--- Available data Enclosed Below ---
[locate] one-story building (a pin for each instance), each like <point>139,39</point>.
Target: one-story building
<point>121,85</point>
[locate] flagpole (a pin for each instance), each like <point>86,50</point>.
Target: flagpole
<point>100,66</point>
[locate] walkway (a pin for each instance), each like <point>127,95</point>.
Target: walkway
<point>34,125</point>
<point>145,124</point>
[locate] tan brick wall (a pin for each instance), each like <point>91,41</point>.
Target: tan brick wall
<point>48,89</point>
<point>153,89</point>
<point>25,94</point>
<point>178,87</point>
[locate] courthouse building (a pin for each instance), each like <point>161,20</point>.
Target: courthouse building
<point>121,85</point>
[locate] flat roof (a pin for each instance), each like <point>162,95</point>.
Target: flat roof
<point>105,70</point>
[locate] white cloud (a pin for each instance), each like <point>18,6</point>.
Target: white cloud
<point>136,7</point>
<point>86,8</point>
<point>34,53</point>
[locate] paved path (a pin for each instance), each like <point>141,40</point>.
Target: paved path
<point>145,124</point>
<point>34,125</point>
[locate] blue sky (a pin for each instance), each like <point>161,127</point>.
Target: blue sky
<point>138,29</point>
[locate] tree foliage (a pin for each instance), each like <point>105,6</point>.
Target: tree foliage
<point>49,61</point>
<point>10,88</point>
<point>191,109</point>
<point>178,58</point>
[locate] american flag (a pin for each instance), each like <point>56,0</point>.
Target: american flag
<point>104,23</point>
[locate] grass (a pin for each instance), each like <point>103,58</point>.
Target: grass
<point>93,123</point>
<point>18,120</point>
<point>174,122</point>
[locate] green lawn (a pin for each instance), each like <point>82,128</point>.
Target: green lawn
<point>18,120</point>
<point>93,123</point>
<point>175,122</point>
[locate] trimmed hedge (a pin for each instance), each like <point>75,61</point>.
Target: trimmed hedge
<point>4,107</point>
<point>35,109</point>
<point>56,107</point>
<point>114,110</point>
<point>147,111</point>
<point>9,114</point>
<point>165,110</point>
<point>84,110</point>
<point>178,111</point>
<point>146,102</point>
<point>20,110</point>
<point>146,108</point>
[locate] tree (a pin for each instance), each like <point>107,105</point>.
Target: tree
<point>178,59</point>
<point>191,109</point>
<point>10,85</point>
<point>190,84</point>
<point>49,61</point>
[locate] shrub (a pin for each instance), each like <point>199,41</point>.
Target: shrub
--- End of Enclosed Available data ---
* **Your instructions**: Set down each line exactly as it appears, starting at the top of the data and ending at the line containing "[locate] tan brick", and include no other lines.

* **Solution**:
[locate] one-story building (a pin for each instance), each like <point>139,39</point>.
Target: one-story building
<point>121,85</point>
[locate] flagpole (a pin for each instance), each like <point>86,50</point>.
Target: flagpole
<point>100,66</point>
[locate] walkway (a pin for each instance), each like <point>127,95</point>.
Target: walkway
<point>34,125</point>
<point>145,124</point>
[locate] tan brick wall (a pin for each instance), each like <point>91,41</point>.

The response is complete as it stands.